- _SEITENTEXT_:

═══

StA Hannover – Ermittlungen gegen Glaeseker: Bei ihren Ermittlungen gegen Olaf Glaeseker, den Sprecher des früheren Bundespräsidenten Christian Wulff, dürfe die Staatsanwaltschaft (StA) Hannover die Tagebücher von Ehefrau Vera Glaeseker auswerten, berichtet die FAZ (Robert von Lucius). Die Ermittlungen gegen ihn bezögen sich auf sein Verhältnis mit dem Eventmanager Manfred Schmidt. Im Herbst würden die Ermittler erste Ergebnisse präsentieren.

Umsatzsteuerkarussell: Die grenzüberschreitende Hinterziehung der Umsatzsteuer kostet die EU jedes Jahr Milliarden. Die FTD (Mareeke Buttjer) berichtet, die Kommission wolle für besonders risikoträchtige Branchen befristet das Reverse-Charge-Verfahren einführen, um zu verhindern, dass die Vorsteuer ohne Abführung der Umsatzsteuer erstattet werde.

Düsseldorf, Gerichtsort für Patentstreitigkeiten: Anlässlich der schwergewichtigen Prozesse zu Patent- und Urheberrechtsverletzungen stellt die FTD (Andreas Große Halbuer) das Landgericht Düsseldorf vor, das in diesem Rechtsgebiet die wichtigste Entscheidungsinstanz in Europa sei.

Weitere Themen – Ausland

Russland –  Pussy Riot: Die FTD (André Ballin) berichtet, der Staatsanwalt habe im Prozess gegen die drei Musikerinnen der russischen Punkband "Pussy Riot" drei Jahre Haft gefordert und sei damit hinter der möglichen Höchststrafe für Rowdytum und religiöse Hetze zurück geblieben. Die SZ (Frank Nienhuysen) bringt ein Porträt von Marina Syrowa, der Richterin in diesem Verfahren.

China – Gu Kailai: zeit.de (Steffen Richter) bringt einen Vorbericht über den Prozess gegen Gu Kailai. Die Gattin des ehemaligen Provinzchefs von Chongqing, Bo Xilai, muss sich zusammen mit einem mutmaßlichen Komplizen wegen des Mordes an dem britischen Geschäftsmann Neil Heywood verantworten.

═══

- _DATENÜBERSICHT_:
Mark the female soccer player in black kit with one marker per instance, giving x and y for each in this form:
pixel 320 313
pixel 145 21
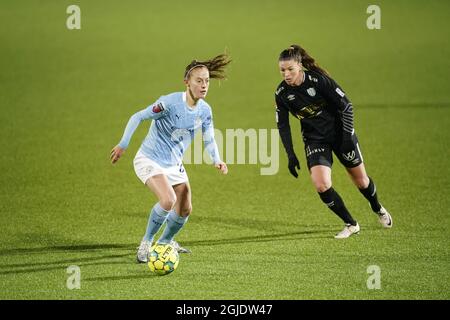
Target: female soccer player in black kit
pixel 326 117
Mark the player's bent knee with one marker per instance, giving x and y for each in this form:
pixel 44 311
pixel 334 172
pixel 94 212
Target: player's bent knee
pixel 186 211
pixel 362 183
pixel 322 186
pixel 168 202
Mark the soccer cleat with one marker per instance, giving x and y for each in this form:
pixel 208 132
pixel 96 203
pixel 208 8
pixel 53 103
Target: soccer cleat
pixel 179 248
pixel 143 251
pixel 348 231
pixel 385 218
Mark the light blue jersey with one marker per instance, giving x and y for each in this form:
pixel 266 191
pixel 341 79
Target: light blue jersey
pixel 173 128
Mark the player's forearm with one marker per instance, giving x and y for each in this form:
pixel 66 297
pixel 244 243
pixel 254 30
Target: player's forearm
pixel 211 145
pixel 286 139
pixel 347 120
pixel 131 127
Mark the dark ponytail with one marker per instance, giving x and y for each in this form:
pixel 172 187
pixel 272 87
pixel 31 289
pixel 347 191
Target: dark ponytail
pixel 216 66
pixel 298 54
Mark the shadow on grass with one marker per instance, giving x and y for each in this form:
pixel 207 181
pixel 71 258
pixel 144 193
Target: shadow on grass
pixel 128 257
pixel 144 275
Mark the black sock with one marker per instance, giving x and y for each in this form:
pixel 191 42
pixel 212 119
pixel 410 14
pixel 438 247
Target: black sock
pixel 370 193
pixel 332 199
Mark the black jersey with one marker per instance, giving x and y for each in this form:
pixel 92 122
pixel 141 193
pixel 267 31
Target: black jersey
pixel 325 113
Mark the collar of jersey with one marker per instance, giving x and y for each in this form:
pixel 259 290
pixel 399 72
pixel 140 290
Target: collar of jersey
pixel 187 106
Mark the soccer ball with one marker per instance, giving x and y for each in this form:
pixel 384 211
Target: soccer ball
pixel 163 259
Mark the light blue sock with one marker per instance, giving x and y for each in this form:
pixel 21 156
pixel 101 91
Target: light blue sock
pixel 157 217
pixel 174 223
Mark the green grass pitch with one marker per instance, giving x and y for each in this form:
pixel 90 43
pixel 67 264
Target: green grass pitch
pixel 66 95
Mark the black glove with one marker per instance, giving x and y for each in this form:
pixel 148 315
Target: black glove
pixel 293 163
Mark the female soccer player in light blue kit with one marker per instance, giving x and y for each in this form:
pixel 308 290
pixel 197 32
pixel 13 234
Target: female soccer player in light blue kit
pixel 158 162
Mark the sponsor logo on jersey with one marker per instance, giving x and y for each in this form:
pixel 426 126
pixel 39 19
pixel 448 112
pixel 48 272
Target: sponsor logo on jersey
pixel 312 78
pixel 349 156
pixel 340 92
pixel 311 91
pixel 310 151
pixel 157 108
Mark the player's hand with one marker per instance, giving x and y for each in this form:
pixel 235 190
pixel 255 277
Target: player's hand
pixel 293 164
pixel 347 144
pixel 116 153
pixel 222 166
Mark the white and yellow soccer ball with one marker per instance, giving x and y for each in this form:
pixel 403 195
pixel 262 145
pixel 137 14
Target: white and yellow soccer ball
pixel 163 259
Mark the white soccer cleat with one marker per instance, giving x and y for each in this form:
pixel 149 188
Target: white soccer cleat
pixel 179 248
pixel 143 251
pixel 348 231
pixel 385 218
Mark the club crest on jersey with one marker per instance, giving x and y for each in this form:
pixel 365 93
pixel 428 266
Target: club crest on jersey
pixel 157 108
pixel 279 90
pixel 349 156
pixel 311 91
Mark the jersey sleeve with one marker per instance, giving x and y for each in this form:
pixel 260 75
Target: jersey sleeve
pixel 284 128
pixel 208 137
pixel 155 111
pixel 334 94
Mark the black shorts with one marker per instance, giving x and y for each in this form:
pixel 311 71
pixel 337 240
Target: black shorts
pixel 318 153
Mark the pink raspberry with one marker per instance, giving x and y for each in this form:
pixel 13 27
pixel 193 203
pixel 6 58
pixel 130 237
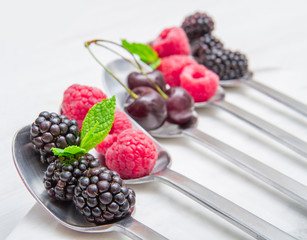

═══

- _FOLGENDES BEARBEITEN_:
(A) Welche Haftstrafe forderte der Staatsanwalt laut Seitentext im Prozess gegen die drei Musikerinnen von „Pussy Riot“?
(B) Bitte gib den Abschnitt des Seitentexts wörtlich wieder, beginnend bei „Düsseldorf, Gerichtsort für“ und endend bei „in Europa sei.“.
Die Daten sind eigenständiges Material und gehören nicht zum Seitentext.

- _LÖSUNGEN DER AUFGABEN_:
(A) Drei Jahre Haft.

(B)
Düsseldorf, Gerichtsort für Patentstreitigkeiten: Anlässlich der schwergewichtigen Prozesse zu Patent- und Urheberrechtsverletzungen stellt die FTD (Andreas Große Halbuer) das Landgericht Düsseldorf vor, das in diesem Rechtsgebiet die wichtigste Entscheidungsinstanz in Europa sei.